***** RECORD EXTRACTS *****

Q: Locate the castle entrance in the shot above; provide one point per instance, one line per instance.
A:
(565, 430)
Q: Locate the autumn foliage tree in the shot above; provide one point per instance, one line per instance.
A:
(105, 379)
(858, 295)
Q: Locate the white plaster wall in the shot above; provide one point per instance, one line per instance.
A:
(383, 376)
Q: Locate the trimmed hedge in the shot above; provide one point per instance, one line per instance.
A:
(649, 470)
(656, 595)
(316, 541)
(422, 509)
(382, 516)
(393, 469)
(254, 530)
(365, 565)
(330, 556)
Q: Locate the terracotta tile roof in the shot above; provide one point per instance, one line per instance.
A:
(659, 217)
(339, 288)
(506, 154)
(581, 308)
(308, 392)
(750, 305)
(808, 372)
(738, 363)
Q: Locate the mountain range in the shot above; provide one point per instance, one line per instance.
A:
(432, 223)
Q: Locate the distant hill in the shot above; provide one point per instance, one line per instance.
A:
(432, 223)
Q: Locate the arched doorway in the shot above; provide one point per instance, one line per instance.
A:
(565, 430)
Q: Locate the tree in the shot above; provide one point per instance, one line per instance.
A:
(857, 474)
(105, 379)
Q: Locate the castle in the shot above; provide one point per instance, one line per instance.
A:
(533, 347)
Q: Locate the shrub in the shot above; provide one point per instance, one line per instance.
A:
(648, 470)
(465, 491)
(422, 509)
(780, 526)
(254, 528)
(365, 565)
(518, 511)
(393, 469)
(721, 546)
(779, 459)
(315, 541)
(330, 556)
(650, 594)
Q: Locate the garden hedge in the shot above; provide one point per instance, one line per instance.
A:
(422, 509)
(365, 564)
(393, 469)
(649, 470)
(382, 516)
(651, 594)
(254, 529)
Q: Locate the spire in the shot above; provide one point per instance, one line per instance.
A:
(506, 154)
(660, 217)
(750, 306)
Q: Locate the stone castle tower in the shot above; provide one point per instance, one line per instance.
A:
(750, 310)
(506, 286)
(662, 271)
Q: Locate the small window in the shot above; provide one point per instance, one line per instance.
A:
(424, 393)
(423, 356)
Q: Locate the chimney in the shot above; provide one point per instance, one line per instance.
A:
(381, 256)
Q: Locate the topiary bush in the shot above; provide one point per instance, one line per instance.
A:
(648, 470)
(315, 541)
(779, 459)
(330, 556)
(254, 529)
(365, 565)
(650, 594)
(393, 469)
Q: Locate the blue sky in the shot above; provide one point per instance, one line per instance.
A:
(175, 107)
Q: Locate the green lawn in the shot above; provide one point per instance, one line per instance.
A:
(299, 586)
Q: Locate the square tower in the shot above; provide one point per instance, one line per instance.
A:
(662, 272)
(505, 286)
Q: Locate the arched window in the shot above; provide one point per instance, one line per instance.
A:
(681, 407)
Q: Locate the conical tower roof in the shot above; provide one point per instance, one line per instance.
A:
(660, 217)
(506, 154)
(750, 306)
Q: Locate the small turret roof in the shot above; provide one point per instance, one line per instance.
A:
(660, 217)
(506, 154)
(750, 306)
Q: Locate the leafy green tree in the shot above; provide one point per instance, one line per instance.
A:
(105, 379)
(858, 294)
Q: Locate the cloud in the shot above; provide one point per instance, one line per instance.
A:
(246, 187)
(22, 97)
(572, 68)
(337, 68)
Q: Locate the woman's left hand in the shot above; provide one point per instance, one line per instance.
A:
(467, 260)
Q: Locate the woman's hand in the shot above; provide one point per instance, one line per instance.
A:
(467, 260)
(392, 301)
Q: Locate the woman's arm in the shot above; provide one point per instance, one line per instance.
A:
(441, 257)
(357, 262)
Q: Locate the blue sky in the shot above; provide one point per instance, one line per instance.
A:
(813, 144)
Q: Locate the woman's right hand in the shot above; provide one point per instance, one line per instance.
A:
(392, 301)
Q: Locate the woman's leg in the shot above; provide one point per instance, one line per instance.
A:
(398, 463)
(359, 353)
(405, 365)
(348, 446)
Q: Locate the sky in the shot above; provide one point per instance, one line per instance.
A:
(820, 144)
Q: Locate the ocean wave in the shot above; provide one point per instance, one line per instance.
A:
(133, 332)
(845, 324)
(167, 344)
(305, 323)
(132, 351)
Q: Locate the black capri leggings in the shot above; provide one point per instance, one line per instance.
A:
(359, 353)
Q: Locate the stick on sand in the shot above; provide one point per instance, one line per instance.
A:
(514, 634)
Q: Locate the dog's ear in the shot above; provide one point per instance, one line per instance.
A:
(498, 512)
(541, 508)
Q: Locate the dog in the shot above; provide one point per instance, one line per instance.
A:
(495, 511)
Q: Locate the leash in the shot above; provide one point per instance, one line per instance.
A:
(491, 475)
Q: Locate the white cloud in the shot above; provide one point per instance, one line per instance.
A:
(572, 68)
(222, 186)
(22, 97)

*****

WORK ITEM |
Identify every line above with the string "hand" in it. Copy those lines.

COMPLETED EXERCISE |
Q: Locate the woman's left hand in the shot above; provide one point per instance, one line per instance.
Q: Locate the woman's hand in the shot above; provide one point per instance, one line per instance.
Q: Locate the woman's right hand in the shot above; provide one point per instance, one line per instance.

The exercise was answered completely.